-- START DOCUMENT TEXT --

[comp.text.tex] LaTeX Math Format question

shimeall@taurus.cs.nps.navy.mil (timothy shimeall) (10/27/90)

I have a somewhat complex formula to format.  It has four terms, that
each consist of a ratio with four terms in the numerator and the
product of two variables in the denominator.  Due to the variables
involved (which for complex reasons I cannot easily rename) the length
of each of the ratios is longer than will fit on a line.  My fix to
this was to make the numerator an array environment, splitting the 
four terms onto two lines.  However this has caused the enclosing 
parentheses to be larger than the expression they enclose (apparently,
TeX or LaTeX insists that the parentheses be centered at the ratio
line).  This looks unsightly, leaving me with two questions:

a) Is there any way to fix it so the parentheses are the actual
   size of the expression?  Failing this, is there any way in LaTeX
   to change the size of the font used in one part of an expression?
   (i.e., drop the font size of the array so it is closer to the
          height of the denominator)

-- END DOCUMENT TEXT --

* GOAL 1 *
In the LaTeX math post, rewrite the passage that begins at the words "a) Is there" and stops after "of an expression?", swapping "parentheses" for "brackets".
* GOAL 2 *
According to the LaTeX math post, what did the poster do to deal with ratios too long to fit on a line?

-- START ENTRIES SUPPLIED --

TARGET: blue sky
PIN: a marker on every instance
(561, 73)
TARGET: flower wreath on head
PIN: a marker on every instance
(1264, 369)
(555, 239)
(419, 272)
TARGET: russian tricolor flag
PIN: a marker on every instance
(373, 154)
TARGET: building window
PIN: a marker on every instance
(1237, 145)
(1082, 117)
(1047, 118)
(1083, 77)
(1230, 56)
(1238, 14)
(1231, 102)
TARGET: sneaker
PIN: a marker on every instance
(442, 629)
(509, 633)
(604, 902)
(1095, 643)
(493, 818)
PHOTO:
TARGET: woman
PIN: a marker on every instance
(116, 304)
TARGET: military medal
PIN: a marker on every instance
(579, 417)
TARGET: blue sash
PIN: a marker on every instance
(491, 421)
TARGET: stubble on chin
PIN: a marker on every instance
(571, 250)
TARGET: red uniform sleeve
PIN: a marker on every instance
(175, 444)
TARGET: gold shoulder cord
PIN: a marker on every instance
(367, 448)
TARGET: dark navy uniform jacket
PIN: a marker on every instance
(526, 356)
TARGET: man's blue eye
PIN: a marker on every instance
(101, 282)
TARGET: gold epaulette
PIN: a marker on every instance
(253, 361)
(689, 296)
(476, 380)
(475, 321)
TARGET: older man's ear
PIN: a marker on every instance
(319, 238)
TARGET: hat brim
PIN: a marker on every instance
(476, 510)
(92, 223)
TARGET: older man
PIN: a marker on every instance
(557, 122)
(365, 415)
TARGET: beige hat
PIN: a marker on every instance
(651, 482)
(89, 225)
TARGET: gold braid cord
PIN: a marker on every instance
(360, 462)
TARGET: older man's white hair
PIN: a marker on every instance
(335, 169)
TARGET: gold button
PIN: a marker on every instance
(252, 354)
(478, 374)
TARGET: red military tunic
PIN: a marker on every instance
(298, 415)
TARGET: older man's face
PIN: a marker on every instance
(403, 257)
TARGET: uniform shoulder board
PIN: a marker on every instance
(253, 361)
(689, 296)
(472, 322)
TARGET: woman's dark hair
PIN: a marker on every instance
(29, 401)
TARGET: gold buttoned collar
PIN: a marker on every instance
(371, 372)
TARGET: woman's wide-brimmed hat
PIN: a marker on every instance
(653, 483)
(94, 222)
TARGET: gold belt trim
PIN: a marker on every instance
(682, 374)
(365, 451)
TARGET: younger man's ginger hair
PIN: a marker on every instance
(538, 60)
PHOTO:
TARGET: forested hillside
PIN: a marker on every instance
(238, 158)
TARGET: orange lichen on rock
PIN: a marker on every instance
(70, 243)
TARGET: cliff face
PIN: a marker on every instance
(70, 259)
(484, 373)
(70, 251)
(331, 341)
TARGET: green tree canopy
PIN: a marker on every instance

-- END ENTRIES SUPPLIED --

* WRITTEN REPLY 1 *
a) Is there any way to fix it so the brackets are the actual
   size of the expression?  Failing this, is there any way in LaTeX
   to change the size of the font used in one part of an expression?

* WRITTEN REPLY 2 *
The poster made the numerator an array environment, splitting its four terms onto two lines.